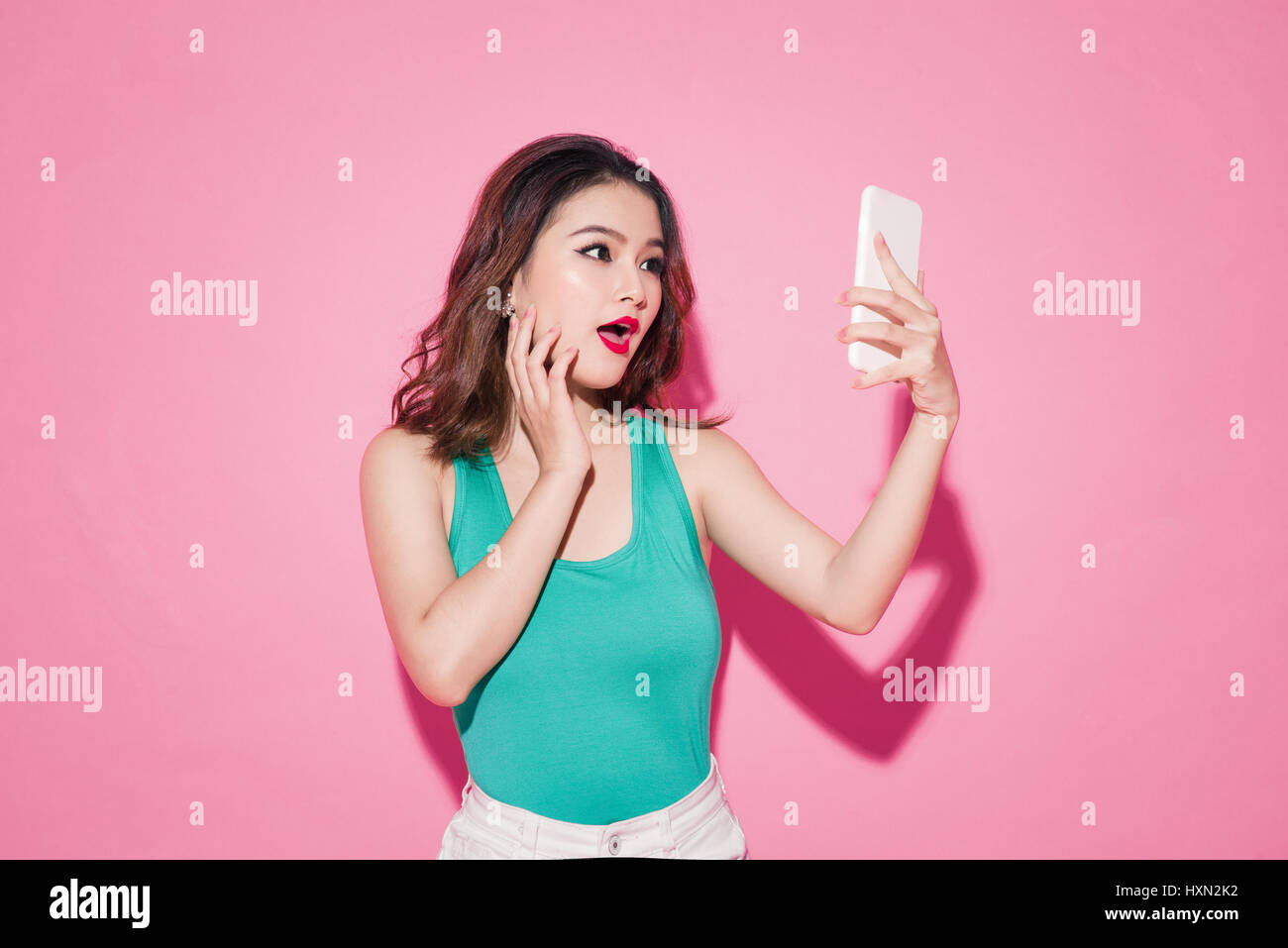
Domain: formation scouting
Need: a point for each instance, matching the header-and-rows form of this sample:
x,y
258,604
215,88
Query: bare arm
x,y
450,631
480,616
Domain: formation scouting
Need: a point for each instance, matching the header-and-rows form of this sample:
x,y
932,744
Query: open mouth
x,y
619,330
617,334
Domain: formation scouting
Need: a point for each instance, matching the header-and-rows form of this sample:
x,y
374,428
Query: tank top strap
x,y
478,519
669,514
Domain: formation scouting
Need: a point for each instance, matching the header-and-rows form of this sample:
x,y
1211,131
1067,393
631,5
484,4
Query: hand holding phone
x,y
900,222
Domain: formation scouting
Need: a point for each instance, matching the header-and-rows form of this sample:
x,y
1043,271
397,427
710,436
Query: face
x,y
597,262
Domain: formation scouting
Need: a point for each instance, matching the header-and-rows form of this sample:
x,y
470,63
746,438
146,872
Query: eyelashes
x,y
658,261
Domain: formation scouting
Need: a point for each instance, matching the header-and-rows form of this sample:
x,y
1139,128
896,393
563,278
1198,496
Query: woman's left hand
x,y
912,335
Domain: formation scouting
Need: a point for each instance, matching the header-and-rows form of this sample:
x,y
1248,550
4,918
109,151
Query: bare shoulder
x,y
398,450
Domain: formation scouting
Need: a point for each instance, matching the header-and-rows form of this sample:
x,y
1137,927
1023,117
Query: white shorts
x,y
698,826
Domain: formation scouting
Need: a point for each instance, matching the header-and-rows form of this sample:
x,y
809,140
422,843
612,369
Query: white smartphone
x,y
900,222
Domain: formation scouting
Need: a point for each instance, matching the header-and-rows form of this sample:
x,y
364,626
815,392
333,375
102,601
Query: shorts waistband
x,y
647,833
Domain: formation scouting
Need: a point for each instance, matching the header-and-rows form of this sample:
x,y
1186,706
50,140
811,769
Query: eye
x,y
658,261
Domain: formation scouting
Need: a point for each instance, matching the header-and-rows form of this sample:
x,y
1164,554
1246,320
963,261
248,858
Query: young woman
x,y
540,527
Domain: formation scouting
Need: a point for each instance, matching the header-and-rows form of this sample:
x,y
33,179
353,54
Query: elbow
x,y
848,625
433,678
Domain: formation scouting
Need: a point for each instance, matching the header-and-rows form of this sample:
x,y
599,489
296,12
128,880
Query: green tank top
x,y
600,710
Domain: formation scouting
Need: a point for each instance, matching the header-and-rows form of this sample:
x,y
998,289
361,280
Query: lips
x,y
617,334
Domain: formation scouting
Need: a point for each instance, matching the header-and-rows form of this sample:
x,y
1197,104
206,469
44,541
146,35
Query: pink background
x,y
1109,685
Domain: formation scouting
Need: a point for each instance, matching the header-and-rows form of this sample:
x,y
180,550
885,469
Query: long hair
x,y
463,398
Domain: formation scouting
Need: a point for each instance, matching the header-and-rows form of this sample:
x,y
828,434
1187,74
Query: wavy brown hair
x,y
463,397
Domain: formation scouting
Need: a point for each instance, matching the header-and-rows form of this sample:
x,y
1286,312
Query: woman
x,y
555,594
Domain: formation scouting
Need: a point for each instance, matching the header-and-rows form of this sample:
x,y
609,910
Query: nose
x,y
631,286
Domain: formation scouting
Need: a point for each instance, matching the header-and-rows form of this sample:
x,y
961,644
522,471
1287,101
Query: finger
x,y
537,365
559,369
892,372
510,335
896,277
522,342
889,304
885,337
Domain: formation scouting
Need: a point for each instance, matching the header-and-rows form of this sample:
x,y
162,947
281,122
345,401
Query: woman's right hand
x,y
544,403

...

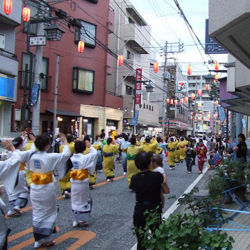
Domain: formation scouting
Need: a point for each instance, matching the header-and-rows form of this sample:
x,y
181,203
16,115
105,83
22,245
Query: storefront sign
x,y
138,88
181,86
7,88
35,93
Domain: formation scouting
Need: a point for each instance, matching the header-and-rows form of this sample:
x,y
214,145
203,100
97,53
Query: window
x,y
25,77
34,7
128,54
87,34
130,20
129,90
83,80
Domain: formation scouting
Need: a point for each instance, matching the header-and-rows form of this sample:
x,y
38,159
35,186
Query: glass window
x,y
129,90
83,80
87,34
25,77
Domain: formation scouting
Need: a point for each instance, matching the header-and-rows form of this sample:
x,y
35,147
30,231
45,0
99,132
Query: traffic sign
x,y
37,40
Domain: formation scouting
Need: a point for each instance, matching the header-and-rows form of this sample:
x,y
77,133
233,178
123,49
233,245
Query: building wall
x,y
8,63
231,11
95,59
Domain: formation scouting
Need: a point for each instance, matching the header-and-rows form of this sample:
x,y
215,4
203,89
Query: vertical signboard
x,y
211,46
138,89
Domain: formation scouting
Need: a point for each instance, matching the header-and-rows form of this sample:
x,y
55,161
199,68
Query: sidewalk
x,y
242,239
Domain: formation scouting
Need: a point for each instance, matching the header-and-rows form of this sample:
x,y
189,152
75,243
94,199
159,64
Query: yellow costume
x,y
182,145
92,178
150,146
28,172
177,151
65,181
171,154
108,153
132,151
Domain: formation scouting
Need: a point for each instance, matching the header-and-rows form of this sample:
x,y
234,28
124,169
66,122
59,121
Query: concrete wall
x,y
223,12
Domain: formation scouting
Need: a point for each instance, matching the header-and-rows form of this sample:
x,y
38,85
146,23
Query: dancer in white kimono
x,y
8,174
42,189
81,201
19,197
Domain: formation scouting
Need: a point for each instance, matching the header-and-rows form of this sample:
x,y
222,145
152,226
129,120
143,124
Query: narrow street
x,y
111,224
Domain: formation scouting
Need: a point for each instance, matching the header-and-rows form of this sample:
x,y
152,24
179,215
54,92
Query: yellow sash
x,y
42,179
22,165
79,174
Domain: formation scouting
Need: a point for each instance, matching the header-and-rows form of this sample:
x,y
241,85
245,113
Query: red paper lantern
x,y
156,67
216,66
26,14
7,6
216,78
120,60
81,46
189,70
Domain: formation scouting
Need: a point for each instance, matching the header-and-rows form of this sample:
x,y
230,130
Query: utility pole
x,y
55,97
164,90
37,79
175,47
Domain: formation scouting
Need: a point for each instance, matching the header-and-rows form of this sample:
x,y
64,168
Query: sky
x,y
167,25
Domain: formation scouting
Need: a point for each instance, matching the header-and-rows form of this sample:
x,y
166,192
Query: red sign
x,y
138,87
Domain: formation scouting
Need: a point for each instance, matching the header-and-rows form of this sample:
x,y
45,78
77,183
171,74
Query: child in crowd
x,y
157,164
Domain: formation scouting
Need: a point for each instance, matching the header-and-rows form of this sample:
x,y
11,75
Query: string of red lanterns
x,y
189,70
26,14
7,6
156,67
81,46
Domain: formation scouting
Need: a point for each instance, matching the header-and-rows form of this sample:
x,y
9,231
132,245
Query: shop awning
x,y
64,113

==

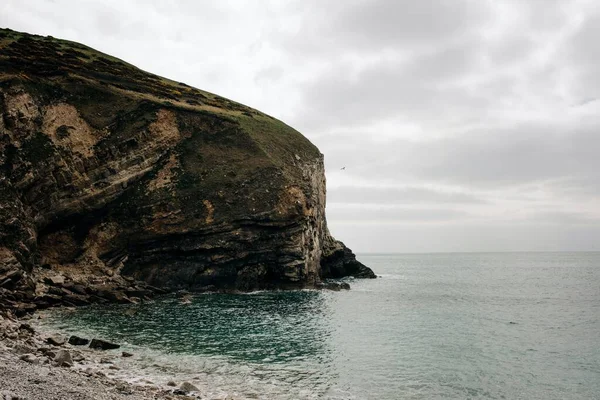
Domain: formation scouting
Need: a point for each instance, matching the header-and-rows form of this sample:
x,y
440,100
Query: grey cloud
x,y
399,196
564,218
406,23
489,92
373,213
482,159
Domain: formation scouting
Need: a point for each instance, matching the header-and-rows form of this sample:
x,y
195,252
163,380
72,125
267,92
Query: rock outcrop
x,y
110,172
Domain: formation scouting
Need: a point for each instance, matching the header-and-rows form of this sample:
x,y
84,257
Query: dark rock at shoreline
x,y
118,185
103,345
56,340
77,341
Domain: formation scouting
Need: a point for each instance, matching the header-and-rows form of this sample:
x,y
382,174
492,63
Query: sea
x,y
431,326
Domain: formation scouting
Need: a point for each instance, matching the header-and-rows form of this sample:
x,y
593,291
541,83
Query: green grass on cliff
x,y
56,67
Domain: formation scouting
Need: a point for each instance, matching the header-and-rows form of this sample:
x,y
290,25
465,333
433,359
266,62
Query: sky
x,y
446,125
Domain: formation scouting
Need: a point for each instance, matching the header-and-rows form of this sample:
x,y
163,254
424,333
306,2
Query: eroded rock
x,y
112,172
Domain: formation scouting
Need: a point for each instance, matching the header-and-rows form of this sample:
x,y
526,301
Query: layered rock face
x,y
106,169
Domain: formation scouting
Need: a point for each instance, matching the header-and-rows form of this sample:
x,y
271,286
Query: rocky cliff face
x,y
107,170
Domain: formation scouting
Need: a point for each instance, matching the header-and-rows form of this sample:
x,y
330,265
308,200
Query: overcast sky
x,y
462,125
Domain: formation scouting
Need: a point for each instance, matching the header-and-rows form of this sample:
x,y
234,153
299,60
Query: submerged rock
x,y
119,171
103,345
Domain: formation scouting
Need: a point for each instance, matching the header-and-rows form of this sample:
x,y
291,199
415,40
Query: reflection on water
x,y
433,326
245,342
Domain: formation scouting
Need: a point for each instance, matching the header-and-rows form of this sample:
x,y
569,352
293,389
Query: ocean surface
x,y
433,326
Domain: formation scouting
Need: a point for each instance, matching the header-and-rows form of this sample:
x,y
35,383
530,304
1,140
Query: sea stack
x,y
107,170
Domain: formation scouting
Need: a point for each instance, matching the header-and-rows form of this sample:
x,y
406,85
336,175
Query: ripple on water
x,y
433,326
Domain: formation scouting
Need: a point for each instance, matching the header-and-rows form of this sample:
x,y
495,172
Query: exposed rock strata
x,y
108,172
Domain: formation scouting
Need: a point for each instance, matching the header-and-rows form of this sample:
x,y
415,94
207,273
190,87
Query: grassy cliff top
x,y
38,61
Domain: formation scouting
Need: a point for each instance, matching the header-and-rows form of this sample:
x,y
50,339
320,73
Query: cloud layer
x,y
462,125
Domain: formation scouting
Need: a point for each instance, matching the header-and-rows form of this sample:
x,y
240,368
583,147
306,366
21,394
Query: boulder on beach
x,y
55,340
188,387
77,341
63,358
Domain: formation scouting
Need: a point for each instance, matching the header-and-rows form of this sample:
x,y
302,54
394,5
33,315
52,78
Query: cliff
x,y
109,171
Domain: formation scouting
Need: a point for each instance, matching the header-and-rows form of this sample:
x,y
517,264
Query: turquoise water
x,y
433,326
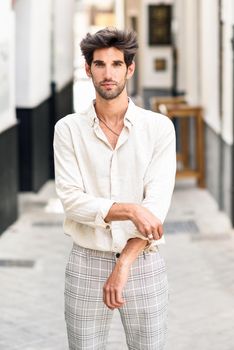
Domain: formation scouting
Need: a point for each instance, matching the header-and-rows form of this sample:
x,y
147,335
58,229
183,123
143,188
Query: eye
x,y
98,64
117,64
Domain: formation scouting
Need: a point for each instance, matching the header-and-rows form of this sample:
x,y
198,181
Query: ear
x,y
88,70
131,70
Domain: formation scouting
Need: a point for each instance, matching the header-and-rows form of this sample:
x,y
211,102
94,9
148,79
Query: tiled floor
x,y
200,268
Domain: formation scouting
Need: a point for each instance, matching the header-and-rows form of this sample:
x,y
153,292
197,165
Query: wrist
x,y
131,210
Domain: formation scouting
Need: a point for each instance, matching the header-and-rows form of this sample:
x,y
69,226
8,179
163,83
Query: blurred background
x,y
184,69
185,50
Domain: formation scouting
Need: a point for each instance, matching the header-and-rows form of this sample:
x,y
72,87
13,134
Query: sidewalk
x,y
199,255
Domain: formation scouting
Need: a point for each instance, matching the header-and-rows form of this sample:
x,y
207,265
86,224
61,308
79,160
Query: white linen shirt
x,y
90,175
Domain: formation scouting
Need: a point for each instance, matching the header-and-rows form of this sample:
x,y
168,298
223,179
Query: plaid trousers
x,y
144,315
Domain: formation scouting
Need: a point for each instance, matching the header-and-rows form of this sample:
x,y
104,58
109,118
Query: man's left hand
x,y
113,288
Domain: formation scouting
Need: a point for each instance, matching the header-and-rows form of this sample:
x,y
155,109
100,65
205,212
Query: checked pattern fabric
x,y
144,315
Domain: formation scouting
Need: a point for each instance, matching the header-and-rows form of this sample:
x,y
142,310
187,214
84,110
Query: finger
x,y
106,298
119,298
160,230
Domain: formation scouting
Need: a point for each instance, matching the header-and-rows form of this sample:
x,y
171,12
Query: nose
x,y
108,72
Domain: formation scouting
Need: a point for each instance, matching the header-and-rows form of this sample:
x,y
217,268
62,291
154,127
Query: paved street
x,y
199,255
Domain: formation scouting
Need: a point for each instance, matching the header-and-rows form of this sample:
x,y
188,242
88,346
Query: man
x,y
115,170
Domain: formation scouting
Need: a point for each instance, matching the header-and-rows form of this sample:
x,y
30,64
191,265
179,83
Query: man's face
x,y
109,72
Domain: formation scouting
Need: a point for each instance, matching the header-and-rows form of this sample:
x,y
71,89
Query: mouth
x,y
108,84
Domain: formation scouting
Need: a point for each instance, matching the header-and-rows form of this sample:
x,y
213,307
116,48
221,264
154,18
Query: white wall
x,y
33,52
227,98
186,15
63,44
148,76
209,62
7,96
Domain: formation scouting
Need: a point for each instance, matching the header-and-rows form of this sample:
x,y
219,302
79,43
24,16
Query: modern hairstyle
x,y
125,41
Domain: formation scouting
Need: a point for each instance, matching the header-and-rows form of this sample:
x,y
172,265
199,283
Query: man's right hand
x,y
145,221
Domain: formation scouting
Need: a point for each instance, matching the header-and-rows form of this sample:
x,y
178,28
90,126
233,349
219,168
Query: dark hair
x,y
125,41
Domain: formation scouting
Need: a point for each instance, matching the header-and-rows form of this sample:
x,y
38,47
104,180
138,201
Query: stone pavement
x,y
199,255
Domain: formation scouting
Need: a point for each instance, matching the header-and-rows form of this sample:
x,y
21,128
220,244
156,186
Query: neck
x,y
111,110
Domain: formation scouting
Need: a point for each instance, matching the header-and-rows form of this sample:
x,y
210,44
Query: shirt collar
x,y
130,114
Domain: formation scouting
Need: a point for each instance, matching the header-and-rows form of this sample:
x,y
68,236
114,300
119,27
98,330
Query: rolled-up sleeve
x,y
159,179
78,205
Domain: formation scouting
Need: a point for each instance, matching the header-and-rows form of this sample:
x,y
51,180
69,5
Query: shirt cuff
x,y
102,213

=== Instruction ===
Pick out every line in the listing above that contains the string "street", matching case exactly, and copy each such line in full.

=== Correct answer ===
Query: narrow street
Query: paved street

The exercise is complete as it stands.